* [INSTRUCTIONS TO FOLLOW]: Copy each of the following rows word for word, leaving out the picture.

* [SUPPLIED RECORDS]:
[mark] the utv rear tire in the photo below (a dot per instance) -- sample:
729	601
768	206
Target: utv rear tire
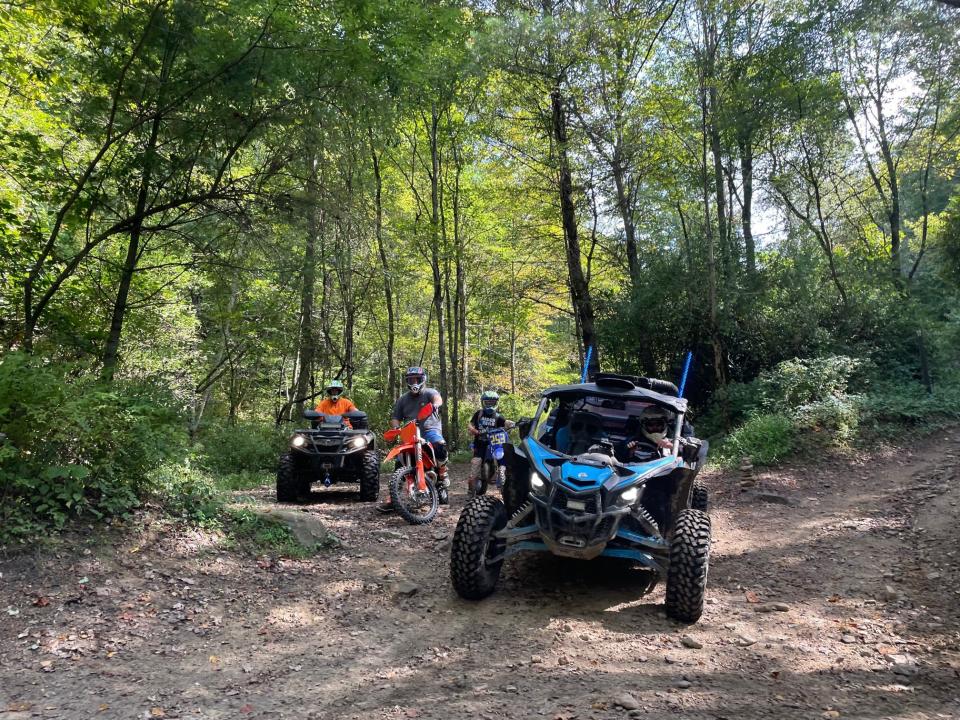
689	563
289	486
473	543
369	477
700	497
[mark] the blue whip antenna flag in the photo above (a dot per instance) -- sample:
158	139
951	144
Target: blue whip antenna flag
586	364
686	371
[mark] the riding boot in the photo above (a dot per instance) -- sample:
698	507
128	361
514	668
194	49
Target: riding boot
443	485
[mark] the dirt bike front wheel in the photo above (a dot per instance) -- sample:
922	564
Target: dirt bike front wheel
415	506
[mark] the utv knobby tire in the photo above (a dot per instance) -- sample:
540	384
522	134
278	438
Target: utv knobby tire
369	476
689	563
289	486
700	497
472	576
398	482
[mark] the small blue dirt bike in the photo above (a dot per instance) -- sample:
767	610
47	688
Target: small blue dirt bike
494	466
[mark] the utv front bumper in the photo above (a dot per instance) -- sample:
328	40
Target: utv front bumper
577	525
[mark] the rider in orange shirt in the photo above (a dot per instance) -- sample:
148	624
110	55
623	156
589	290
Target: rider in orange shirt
334	403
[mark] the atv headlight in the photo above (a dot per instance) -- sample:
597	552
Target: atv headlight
629	496
537	483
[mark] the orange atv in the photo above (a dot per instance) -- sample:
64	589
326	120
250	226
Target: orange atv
413	486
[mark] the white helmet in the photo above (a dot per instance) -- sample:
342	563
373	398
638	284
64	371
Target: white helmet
653	424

* [RESPONSE TO THIS TASK]:
[mark] the utv rear tire in the photo below (a dot per instance) -- sample:
729	601
768	206
Target: utv rear tire
689	563
289	486
473	543
369	477
700	497
[mark] the blue whip antenna flag in the photo above (a dot per instance) -- sample:
158	139
951	144
Target: blue whip antenna flag
586	364
686	371
[mark] the riding boot in the photo above (a dot per instance) -- sample:
698	507
128	361
514	668
194	49
Target: riding boot
443	485
[mark] the dirt bike front wheel in the photo above (a dot per instance) -- sample:
922	564
Target: dirt bike front wheel
415	506
[mark] the utv knobby tire in the photo above (a dot per instance) -- sample:
540	384
522	134
278	438
Target: utv knobby tire
369	476
689	563
289	486
700	497
472	576
398	482
[mark] the small blue dirt bike in the photo above (a dot per instance) -- sample:
767	610
47	688
Target: small blue dirt bike
494	466
[mark] the utv front bumper in the photo above (a dot per instance) -- sample:
328	40
Target: utv front bumper
577	525
[mark] the rider in orange shirt in the photo above (a dot per instance) -- sample:
148	624
110	55
623	156
589	290
Target: rider in orange shirt
334	403
[mark] the atv headlight in the photo above (a dot per instance) -- sample:
597	552
Target: atv headlight
629	496
537	483
[mark] the orange atv in the photo above (a dot per instance) -- sample:
64	589
326	120
250	226
Target: orange atv
413	486
[mark] the white helmet in the photo above (a dot per instance) -- sample:
342	563
373	398
638	284
64	371
Target: white helmet
653	424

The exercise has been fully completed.